* [Instrução escrita]:
Responda com base no texto sobre a candidata em Manaus:
1. A que partido pertence a senadora Vanessa Grazziotin?
2. Em que dia da semana o pastor Jônatas Câmara gritou no culto?
3. Qual jornal registrou o fato?

* [Texto fornecido]:
.....

José
Ribamar Bessa Freire
07/10/2012
- Diário do Amazonas
Preciso
acreditar, para não perder a fé na luta política, que a senadora Vanessa
Grazziotin (PCdoB), candidata à prefeitura de Manaus, pelo menos colocou a mão
para trás e fez uma figa escondida, quando ouviu na última quarta feira o pastor
Jônatas Câmara berrar, num culto de descapirotização da Assembleia de Deus
realizado na capital amazonense:
-
Sai, demônio, deste corpo imundo!!!
O
pastor não prega prego sem estopa. E agora ele pregou, com muita estopa, a
favor da criminalização do aborto, xingou os gays - que ele crê estarem
possuídos pelo capiroto - e se pronunciou contra o projeto que torna crime a
homofobia e a discriminação de orientação sexual. Quem registrou o fato foi o
jornal O Globo (05/10), em matéria intitulada "Manaus:
comunista pede apoio a evangélicos da Assembleia de Deus. Candidata participa
de reunião-culto com ataques a gays e ao aborto".

.....

* [Linhas fornecidas]:
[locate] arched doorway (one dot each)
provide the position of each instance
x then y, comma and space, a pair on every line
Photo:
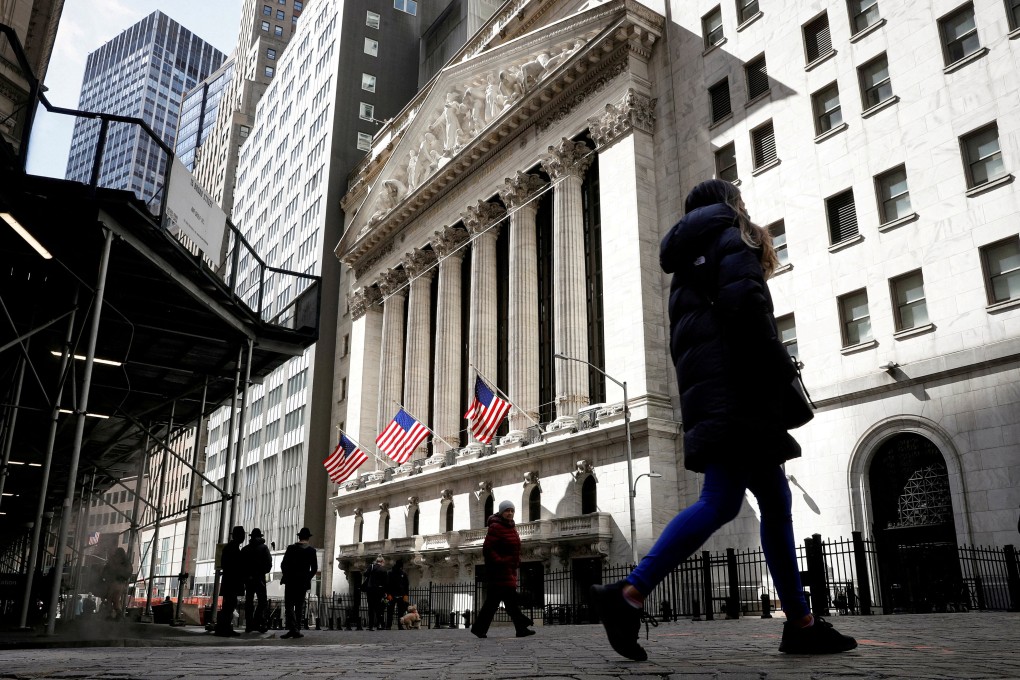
912, 506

.....

* [Resolução]:
1. PCdoB.
2. Na última quarta-feira.
3. O jornal O Globo (05/10).